### WORK INSTRUCTIONS
Reproduce every row below verbatim, with no changes to wording, numbers, or line order.

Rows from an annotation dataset
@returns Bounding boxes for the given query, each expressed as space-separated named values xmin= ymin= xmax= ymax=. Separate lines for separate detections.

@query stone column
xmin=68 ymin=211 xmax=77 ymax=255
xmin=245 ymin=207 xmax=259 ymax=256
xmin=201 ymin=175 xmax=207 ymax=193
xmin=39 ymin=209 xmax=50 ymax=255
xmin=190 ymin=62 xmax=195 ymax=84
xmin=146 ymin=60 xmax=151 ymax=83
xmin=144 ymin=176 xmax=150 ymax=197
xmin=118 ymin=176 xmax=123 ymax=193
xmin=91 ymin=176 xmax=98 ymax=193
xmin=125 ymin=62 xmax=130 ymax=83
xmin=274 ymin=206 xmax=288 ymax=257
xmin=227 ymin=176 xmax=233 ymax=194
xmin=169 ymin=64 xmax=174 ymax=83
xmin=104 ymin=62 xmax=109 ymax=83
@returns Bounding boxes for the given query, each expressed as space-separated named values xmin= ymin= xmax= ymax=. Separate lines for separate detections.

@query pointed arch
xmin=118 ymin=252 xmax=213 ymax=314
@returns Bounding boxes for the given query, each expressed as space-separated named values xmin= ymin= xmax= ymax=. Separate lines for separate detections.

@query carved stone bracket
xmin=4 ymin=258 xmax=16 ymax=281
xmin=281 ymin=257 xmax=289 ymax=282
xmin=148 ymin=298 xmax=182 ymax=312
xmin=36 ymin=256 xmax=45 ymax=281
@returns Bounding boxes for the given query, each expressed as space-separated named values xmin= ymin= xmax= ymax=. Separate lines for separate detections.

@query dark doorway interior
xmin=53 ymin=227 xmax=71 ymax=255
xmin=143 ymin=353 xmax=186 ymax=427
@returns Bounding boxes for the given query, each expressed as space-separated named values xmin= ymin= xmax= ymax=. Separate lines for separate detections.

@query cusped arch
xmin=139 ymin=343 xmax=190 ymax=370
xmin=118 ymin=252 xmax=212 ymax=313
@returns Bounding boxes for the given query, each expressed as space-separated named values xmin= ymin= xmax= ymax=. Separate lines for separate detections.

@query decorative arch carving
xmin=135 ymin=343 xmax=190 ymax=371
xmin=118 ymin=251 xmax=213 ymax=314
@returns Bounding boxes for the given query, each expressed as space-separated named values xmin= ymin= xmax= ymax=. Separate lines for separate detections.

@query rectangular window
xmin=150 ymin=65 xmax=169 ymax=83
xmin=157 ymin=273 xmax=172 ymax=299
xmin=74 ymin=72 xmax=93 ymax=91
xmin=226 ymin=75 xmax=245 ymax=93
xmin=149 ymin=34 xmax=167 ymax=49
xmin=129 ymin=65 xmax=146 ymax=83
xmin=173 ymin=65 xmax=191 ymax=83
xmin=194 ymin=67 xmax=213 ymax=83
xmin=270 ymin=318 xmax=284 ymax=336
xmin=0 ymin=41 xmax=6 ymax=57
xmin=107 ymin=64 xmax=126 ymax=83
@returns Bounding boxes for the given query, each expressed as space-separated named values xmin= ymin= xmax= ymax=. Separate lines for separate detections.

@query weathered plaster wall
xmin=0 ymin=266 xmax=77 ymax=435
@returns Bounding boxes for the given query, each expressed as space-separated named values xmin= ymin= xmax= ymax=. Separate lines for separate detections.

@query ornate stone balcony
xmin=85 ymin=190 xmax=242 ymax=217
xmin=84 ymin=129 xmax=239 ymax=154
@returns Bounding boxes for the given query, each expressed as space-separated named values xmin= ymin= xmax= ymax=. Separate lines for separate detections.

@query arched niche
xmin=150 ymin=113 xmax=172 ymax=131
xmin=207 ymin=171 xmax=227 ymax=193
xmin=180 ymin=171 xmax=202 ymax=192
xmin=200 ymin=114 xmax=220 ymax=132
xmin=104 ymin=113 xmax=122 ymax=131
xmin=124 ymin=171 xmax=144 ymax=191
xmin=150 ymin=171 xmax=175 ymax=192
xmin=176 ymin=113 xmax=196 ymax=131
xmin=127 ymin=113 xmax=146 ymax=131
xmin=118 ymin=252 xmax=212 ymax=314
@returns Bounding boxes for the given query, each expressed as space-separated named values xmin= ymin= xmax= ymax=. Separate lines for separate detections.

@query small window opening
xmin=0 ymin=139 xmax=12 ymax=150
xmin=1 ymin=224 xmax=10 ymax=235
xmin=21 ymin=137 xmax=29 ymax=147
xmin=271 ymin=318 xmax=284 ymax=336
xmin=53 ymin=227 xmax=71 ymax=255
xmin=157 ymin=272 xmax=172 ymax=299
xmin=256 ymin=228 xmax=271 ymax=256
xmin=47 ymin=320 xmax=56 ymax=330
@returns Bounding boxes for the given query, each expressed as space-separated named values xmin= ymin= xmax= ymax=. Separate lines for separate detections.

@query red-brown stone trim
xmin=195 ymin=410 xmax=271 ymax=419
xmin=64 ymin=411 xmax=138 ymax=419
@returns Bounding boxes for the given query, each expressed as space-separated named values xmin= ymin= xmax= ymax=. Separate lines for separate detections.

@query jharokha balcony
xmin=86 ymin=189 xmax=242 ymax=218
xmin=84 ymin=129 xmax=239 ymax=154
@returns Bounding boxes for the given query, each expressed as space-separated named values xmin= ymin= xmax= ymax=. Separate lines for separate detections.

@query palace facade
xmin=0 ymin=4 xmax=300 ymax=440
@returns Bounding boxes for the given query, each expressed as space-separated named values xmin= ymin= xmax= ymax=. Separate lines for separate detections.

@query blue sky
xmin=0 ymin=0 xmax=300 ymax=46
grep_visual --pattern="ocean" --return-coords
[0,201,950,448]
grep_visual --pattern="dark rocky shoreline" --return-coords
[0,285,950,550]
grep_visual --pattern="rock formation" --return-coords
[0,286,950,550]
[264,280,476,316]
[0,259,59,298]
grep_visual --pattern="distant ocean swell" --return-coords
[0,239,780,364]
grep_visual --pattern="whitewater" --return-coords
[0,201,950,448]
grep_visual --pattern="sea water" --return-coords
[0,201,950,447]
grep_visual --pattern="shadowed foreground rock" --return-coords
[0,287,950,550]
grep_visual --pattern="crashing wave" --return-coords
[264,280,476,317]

### FINISHED TASK
@returns Bounding boxes for the given query, each expressed as space-separated named values xmin= ymin= xmax= ymax=. Separate lines for separate detections.

@query stone column
xmin=68 ymin=211 xmax=77 ymax=255
xmin=245 ymin=207 xmax=259 ymax=256
xmin=201 ymin=175 xmax=207 ymax=193
xmin=39 ymin=209 xmax=50 ymax=255
xmin=190 ymin=62 xmax=195 ymax=84
xmin=146 ymin=60 xmax=151 ymax=83
xmin=144 ymin=176 xmax=150 ymax=197
xmin=118 ymin=176 xmax=123 ymax=193
xmin=91 ymin=176 xmax=98 ymax=193
xmin=125 ymin=62 xmax=130 ymax=83
xmin=274 ymin=206 xmax=288 ymax=257
xmin=227 ymin=176 xmax=233 ymax=194
xmin=169 ymin=64 xmax=174 ymax=83
xmin=104 ymin=62 xmax=109 ymax=83
@returns Bounding boxes for the given query, each expressed as space-separated named values xmin= ymin= xmax= ymax=. Separate lines for separate detections.

@query pointed arch
xmin=118 ymin=252 xmax=213 ymax=314
@returns Bounding boxes for the given query, each expressed as space-separated named values xmin= ymin= xmax= ymax=. Separate lines for separate detections.

@query carved stone bracket
xmin=4 ymin=258 xmax=16 ymax=281
xmin=281 ymin=257 xmax=289 ymax=282
xmin=148 ymin=298 xmax=182 ymax=312
xmin=36 ymin=256 xmax=45 ymax=281
@returns Bounding boxes for the given query, each expressed as space-separated named values xmin= ymin= xmax= ymax=. Separate lines for separate detections.

@query dark doorway interior
xmin=53 ymin=227 xmax=71 ymax=255
xmin=143 ymin=353 xmax=186 ymax=427
@returns Bounding boxes for the given query, each expressed as space-separated named values xmin= ymin= xmax= ymax=. Separate lines for separate detections.

@query cusped arch
xmin=139 ymin=343 xmax=190 ymax=370
xmin=118 ymin=252 xmax=212 ymax=313
@returns Bounding boxes for the given query, each expressed as space-separated named values xmin= ymin= xmax= ymax=. Separate lines for separate detections.

@query decorative arch carving
xmin=135 ymin=343 xmax=190 ymax=371
xmin=118 ymin=251 xmax=213 ymax=314
@returns Bounding boxes for the given query, each expressed as space-separated named values xmin= ymin= xmax= ymax=. Separate lines for separate detections.

@query rectangular window
xmin=150 ymin=65 xmax=169 ymax=83
xmin=157 ymin=273 xmax=172 ymax=299
xmin=74 ymin=72 xmax=93 ymax=91
xmin=226 ymin=75 xmax=245 ymax=93
xmin=149 ymin=34 xmax=167 ymax=49
xmin=129 ymin=65 xmax=146 ymax=83
xmin=173 ymin=65 xmax=191 ymax=83
xmin=194 ymin=67 xmax=213 ymax=83
xmin=270 ymin=318 xmax=284 ymax=336
xmin=0 ymin=41 xmax=6 ymax=57
xmin=107 ymin=64 xmax=126 ymax=83
@returns Bounding boxes for the given query, each expressed as space-separated named values xmin= ymin= xmax= ymax=. Separate lines for separate detections.

@query weathered plaster wall
xmin=0 ymin=266 xmax=77 ymax=435
@returns Bounding boxes for the given query, each expressed as space-separated named values xmin= ymin= xmax= ymax=. Separate lines for separate detections.

@query ornate stone balcony
xmin=85 ymin=190 xmax=242 ymax=217
xmin=84 ymin=129 xmax=239 ymax=154
@returns Bounding boxes for the given query, each expressed as space-separated named values xmin= ymin= xmax= ymax=. Separate lines for separate detections.

@query arched niche
xmin=150 ymin=113 xmax=172 ymax=131
xmin=207 ymin=171 xmax=227 ymax=193
xmin=180 ymin=171 xmax=202 ymax=192
xmin=200 ymin=114 xmax=220 ymax=132
xmin=104 ymin=113 xmax=122 ymax=131
xmin=124 ymin=171 xmax=144 ymax=191
xmin=150 ymin=171 xmax=175 ymax=192
xmin=176 ymin=113 xmax=196 ymax=131
xmin=127 ymin=113 xmax=146 ymax=131
xmin=118 ymin=252 xmax=212 ymax=314
@returns Bounding boxes for the given query, each expressed as space-separated named values xmin= ymin= xmax= ymax=. Separate lines for separate detections.

@query small window opening
xmin=0 ymin=139 xmax=12 ymax=150
xmin=1 ymin=224 xmax=10 ymax=235
xmin=21 ymin=137 xmax=29 ymax=147
xmin=271 ymin=318 xmax=284 ymax=336
xmin=53 ymin=227 xmax=71 ymax=255
xmin=157 ymin=272 xmax=172 ymax=299
xmin=256 ymin=228 xmax=271 ymax=256
xmin=47 ymin=320 xmax=56 ymax=330
@returns Bounding boxes for the given query, each expressed as space-separated named values xmin= ymin= xmax= ymax=. Separate lines for separate detections.

@query red-brown stone trim
xmin=195 ymin=410 xmax=271 ymax=419
xmin=64 ymin=411 xmax=138 ymax=419
@returns Bounding boxes for the given query, each expressed as space-separated named values xmin= ymin= xmax= ymax=. Separate lines for separate detections.

@query jharokha balcony
xmin=86 ymin=189 xmax=242 ymax=218
xmin=84 ymin=129 xmax=239 ymax=154
@returns Bounding boxes for the given query, each expressed as space-separated named values xmin= ymin= xmax= ymax=. Separate lines for separate detections.

@query palace facade
xmin=0 ymin=4 xmax=300 ymax=440
@returns Bounding boxes for the given query, each expressed as space-separated named values xmin= ymin= xmax= ymax=. Separate lines for separate detections.

@query blue sky
xmin=0 ymin=0 xmax=300 ymax=46
grep_visual --pattern="ocean" --return-coords
[0,201,950,448]
grep_visual --pattern="dark rocky shoreline" --return-coords
[0,285,950,550]
grep_visual --pattern="rock formation" --return-coords
[0,286,950,550]
[264,280,476,316]
[0,259,59,298]
grep_visual --pattern="distant ocean swell" --return-coords
[0,239,780,364]
grep_visual --pattern="whitewater" --return-coords
[0,201,950,448]
grep_visual --pattern="sea water" --return-coords
[0,201,950,447]
grep_visual --pattern="shadowed foreground rock" --return-coords
[0,287,950,550]
grep_visual --pattern="crashing wave" --return-coords
[264,280,476,317]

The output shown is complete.